__Required task 1__:
In the essay on graduation rates, how many students did the instructor's college accept into the freshman class, and about how many graduated?
__Required task 2__:
Do these statements agree with the essay on graduation rates? Answer yes or no for each and quote the deciding words. (a) The speaker quoted at the start taught at the Academy of Art University in San Francisco. (b) The essay credits printing technology rather than content with the commercial impact. (c) The writer was comfortable defining "literacy" on a sliding scale.
__Required task 3__:
Extend the essay on graduation rates from the point where it stops.

Less than 1% Graduate

“My college accepted 1200 students in the freshman class and graduated about 16. From what I understand that’s something like AAU’s numbers.” (That’s 0.8%.) The speaker was one of my instructors at the Academy of Art University in San Francisco.

Did you know the completion rate at many universities is less than 1%. The relationship between rates of graduation and employment opportunities and public investment in education is a politically charged issue. Those of us in education want Congress to support and expand the various programs that fund education and students but there are edges to this issue I had not previously examined. Academia has been protected by the fact that children of middle class families on both sides of the aisle are equally at risk and academic credentials have been a standard employment requirement but increasingly, such credentials are meaningless in our job market.

“Our plugged-in society requires more and more visual literacy and, if anything, what we’re doing [at AAU] is teaching people how to ‘read and write’ using media.”  I replied that I could see this.

But I didn’t feel comfortable defining “literacy” on a sliding scale, as if reading a road sign is akin to benefiting from the allusions in Love’s Labors Lost or Finnegan’s Wake. Visual literacy could mean training lab rats, dogs or parakeets. There’s a difference between reading a manual or the vehicle code and comprehending Cervantes or Joyce Carol Oates, notwithstanding that reading the Law has become a foundation for national elected office.

Looking at this with a wider lens, movable metal type initially led to a commercial market for Cervantes but it was Cervantes work that exploded the market potential for books by expanding the market to include the “average” citizen, which had a much greater impact on book commerce than Gutenberg’s designs had and not only because Cervantes addressed his story to a wider range of readers but also because his work was at the time a perfect fit for the tradition of professionals who traveled from town to town reading to many others. Ultimately it was content, not printing technology that had the commercial impact. Modern novels, cinema, radio and television melodramas all owe their existence to Cervantes’ invention.

__Provided material__:
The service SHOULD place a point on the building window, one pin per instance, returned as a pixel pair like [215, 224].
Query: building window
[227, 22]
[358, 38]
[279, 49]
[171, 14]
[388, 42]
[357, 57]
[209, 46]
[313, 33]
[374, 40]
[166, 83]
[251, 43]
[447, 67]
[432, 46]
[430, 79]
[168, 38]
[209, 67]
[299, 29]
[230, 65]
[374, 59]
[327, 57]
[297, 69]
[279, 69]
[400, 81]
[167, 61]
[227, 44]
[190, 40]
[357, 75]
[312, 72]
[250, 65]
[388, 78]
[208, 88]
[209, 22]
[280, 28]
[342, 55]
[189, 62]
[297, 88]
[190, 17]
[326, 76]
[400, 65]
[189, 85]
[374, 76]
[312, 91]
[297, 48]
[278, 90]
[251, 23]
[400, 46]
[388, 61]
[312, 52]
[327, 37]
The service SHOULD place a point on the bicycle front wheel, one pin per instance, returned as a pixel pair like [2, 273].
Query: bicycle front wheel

--

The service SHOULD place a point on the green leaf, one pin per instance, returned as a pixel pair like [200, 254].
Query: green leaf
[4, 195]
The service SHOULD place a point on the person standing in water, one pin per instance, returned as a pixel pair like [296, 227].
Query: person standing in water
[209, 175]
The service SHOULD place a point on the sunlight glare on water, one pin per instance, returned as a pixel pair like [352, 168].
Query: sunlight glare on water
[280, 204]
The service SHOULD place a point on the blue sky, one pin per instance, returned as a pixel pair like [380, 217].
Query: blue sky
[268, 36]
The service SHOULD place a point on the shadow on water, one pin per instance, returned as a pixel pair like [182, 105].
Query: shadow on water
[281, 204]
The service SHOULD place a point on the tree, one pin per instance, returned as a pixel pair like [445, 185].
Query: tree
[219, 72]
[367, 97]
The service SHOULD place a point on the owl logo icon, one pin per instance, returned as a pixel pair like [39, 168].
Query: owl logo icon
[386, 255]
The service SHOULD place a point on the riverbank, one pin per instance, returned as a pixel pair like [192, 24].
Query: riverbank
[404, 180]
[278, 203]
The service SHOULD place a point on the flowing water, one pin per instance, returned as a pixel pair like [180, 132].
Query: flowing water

__Written response 1__:
It accepted 1200 freshmen and graduated about 16.

__Written response 2__:
(a) Yes: "The speaker was one of my instructors at the Academy of Art University in San Francisco."
(b) No: "Ultimately it was content, not printing technology that had the commercial impact."
(c) No: "But I didn’t feel comfortable defining “literacy” on a sliding scale"

__Written response 3__:
“Literacy was only for monks until Gutenberg. One day, we’ll be adding ‘Recording’ to the three Rs in grammar school and film schools might be unnecessary all together.” Maybe, but imagine if these electronically proficient youngsters have no literary legacy.

During the period of time in the western European and Mediterranean culture that we call, Medieval, over centuries, superstitions by means of which provincial bureacracies that served demagogues in the hierarchy of the Catholic church deprived their already uneducated, illiterate subjects of the benefits of reading and writing, except in the narrowly proscribed litanies of convents and monasteries, and destroyed the heritage of libraries developed by earlier semitic cultures, and made the unauthorized study of science, art and engineering a crime, on pain of death. These idiots compare favorably with the clerical leadership of Iran, the Taliban and the American system of public education but there’s a difference. Monastic orders became the only place where books were found and sometimes, albeit it seems most monks were illiterate drones who had escaped the harsher realities of the secular world, or who possessed some talent useful to the hierarchy or carried out their orders and viewed writing and reading as heresy, and this was both before and after Gutenberg printed his bible. In the U.S., the system pretends commitment to literacy but since the results show otherwise, since this is betrayed by curricula, administration, pay scales, hiring practices and university education that teachers recieve.

150 years after Gutenberg made his first bible, in Cervantes’ day at the turn of the 17th century, a plethora of books were being published in Europe using variations on Gutenberg’s metal type. Most were only pamphlets, stylistically primitive, containing material as preposterous as modern day tabloids you see in supermarkets, or in the Blogosphere, YouTube postings and the 4″ x 4″ graphic novelas popular among illiterate Spanish-speaking fieldworkers in the United States and Mexico, cartoons that are similar to the popular literary tradition in 1601. Because of the oral tradition of semi-professional, touring readers, who often accompanied their stories with a kithara or oud, doubling as singers of traditional ballads often taking off on liturgical hymns, there was a market for marginally literate verbal stories, read by those who were trained by parents and the most popular of these were on familiar themes of chivalry, exploits of legendary and mythical warriors and heroes of the so-called, crusade, to rid Christ’s world of those from whom the Christian icon was descended.

In the introductory pages of Don Quixote, Cervantes revives his literary antecedents, claiming that he had found the history of Don Quixote in the 16th century version of a garage sale and he assigned creative credit for the story to an Arab historian, Cid Hamet Benengeli. But this was a conventional subterfuge of writing at the time, given the political nature of those who actually carried out the Inquisition, one had to be careful.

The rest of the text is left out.